• _Reading passage_
- - -

System Design Guides

Design a URL Shortener

A practical system design interview guide for building a URL shortener with redirects, custom aliases, analytics, rate limits, and high availability.

hashingcachingredirectsanalyticsrate limiting

Interview Prompt

Design a service like bit.ly that converts long URLs into short links and redirects users with low latency.

Separates the write path for link creation from the read-heavy redirect path.

Chooses an ID generation strategy and explains collision handling clearly.

Uses cache and CDN behavior without making analytics inaccurate.

Mentions abuse controls, expiration, custom aliases, and operational visibility.

Step 1

Clarify functional and non-functional requirements first.

Functional Requirements

  • Create a short URL for a long destination URL.
  • Redirect users from the short URL to the original destination.
  • Support optional custom aliases and optional expiration times.
  • Expose basic analytics such as click counts, referrers, and coarse geography.
  • Allow users to manage or delete links they own.

Non-Functional Requirements

  • Redirect p95 latency should stay under 50 ms from the edge for hot links.

- - -

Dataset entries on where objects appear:
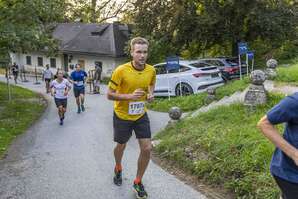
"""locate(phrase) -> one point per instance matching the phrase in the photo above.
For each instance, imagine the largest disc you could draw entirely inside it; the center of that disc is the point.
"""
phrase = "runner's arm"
(150, 96)
(272, 134)
(112, 95)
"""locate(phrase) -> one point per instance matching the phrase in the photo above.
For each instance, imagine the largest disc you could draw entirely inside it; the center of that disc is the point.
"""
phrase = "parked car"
(229, 67)
(193, 76)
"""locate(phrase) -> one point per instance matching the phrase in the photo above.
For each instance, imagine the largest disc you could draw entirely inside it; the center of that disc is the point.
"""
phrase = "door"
(82, 63)
(65, 62)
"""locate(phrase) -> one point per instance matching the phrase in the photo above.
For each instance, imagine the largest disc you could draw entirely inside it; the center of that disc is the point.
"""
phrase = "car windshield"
(200, 65)
(234, 61)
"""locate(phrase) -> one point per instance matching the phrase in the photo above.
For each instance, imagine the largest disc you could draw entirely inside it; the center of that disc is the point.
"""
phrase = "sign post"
(4, 63)
(172, 64)
(242, 49)
(250, 56)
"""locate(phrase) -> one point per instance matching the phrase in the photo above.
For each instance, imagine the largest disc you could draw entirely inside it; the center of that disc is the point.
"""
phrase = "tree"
(96, 11)
(197, 26)
(27, 25)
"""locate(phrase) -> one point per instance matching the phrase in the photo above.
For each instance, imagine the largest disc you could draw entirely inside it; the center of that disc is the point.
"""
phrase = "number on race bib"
(136, 108)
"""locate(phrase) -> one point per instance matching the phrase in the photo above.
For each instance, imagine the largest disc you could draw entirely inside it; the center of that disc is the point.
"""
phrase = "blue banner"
(242, 48)
(172, 63)
(250, 55)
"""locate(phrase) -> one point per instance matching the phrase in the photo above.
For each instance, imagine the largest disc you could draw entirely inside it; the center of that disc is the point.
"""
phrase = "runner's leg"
(144, 157)
(82, 98)
(118, 153)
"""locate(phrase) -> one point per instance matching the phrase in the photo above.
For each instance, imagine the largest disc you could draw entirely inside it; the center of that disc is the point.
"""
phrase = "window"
(215, 62)
(160, 69)
(200, 65)
(28, 60)
(182, 69)
(98, 63)
(39, 61)
(53, 63)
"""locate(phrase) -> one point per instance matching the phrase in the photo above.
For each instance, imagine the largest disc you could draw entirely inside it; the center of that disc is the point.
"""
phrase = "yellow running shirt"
(125, 80)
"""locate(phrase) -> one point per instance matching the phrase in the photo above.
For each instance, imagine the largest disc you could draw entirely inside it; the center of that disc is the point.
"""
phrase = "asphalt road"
(75, 161)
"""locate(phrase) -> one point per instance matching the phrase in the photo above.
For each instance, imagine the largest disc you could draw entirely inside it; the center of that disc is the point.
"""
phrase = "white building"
(86, 44)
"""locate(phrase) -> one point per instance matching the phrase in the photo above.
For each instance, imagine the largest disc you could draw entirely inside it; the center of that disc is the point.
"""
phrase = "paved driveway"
(75, 161)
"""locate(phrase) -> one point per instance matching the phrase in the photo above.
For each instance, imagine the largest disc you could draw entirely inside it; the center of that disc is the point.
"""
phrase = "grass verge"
(19, 114)
(193, 102)
(221, 151)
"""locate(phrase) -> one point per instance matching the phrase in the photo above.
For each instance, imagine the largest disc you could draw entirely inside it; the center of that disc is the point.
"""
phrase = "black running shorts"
(61, 102)
(78, 91)
(123, 128)
(289, 189)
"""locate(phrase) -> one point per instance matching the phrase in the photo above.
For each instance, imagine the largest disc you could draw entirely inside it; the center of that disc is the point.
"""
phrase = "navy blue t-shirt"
(285, 112)
(79, 77)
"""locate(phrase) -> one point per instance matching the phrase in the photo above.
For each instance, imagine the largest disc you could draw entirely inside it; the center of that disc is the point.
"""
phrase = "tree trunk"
(93, 11)
(235, 47)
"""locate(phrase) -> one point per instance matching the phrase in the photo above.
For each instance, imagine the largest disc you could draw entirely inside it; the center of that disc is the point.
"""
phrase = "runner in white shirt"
(47, 75)
(59, 89)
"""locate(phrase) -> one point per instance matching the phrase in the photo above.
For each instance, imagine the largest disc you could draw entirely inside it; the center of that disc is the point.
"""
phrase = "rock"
(256, 94)
(175, 113)
(155, 142)
(211, 91)
(271, 63)
(270, 73)
(257, 77)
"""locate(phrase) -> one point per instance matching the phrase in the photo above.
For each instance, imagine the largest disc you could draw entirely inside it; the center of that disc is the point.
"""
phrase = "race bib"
(80, 83)
(60, 92)
(136, 108)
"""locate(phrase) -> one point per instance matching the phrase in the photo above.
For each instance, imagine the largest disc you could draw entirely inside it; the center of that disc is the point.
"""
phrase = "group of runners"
(62, 84)
(131, 87)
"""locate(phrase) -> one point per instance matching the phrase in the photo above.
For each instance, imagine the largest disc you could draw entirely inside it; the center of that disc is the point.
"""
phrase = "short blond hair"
(138, 40)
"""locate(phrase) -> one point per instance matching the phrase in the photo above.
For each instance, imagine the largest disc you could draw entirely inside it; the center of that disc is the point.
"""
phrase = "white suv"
(194, 76)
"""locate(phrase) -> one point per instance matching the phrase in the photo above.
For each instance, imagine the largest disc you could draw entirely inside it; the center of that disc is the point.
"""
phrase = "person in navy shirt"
(78, 78)
(284, 163)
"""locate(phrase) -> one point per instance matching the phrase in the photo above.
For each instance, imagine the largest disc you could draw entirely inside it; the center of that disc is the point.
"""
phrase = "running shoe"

- - -

• _Problem description_
Reproduce the stretch of the URL shortener guide above from "A practical system" through "collision handling clearly.", word for word.

• _In response_
A practical system design interview guide for building a URL shortener with redirects, custom aliases, analytics, rate limits, and high availability.

hashingcachingredirectsanalyticsrate limiting

Interview Prompt

Design a service like bit.ly that converts long URLs into short links and redirects users with low latency.

Separates the write path for link creation from the read-heavy redirect path.

Chooses an ID generation strategy and explains collision handling clearly.